Record excerpts START

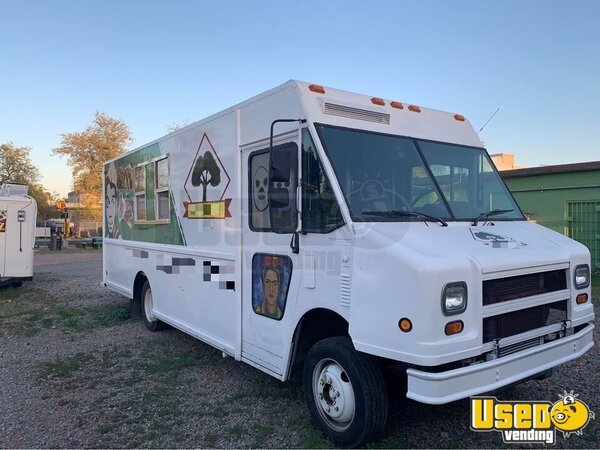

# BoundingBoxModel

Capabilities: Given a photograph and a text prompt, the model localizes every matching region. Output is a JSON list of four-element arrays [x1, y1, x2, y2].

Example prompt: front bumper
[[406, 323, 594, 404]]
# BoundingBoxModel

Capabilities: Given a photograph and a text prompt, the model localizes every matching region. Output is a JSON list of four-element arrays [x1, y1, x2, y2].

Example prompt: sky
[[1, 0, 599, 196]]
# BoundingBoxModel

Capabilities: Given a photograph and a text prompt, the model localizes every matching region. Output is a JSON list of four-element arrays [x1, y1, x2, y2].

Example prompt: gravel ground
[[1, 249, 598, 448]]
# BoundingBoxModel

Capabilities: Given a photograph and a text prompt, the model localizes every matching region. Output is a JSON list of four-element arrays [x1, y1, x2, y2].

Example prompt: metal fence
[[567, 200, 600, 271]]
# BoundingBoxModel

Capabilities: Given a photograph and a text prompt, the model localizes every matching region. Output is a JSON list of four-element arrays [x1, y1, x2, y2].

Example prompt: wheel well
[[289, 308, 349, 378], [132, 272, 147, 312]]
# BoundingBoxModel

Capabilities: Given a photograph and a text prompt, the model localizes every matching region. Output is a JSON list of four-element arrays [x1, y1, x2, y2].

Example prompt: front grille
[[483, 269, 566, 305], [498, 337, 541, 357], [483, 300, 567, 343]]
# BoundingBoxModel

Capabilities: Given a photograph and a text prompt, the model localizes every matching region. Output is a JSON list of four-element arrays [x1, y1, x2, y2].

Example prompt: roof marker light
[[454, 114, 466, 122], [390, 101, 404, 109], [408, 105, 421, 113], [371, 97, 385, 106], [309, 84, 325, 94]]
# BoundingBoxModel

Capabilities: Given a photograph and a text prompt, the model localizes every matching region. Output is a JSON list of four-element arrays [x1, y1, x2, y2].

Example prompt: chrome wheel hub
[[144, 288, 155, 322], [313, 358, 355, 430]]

Record excerpts END

Action item: The lines wanted are those from the one containing "Example prompt: roof marker light" through the last line of the listing above. Repeat them exactly.

Exercise output:
Example prompt: roof marker light
[[454, 114, 466, 122], [390, 101, 404, 109], [408, 105, 421, 113], [371, 97, 385, 106], [309, 84, 325, 94]]
# BoundingBoxModel

Capabilities: Given a photograph and a text prompt, the model localizes every matching region. Output is a JSON list of four-element arrays [x1, y1, x2, y2].

Example prompt: chrome wheel hub
[[144, 288, 155, 322], [313, 358, 355, 430]]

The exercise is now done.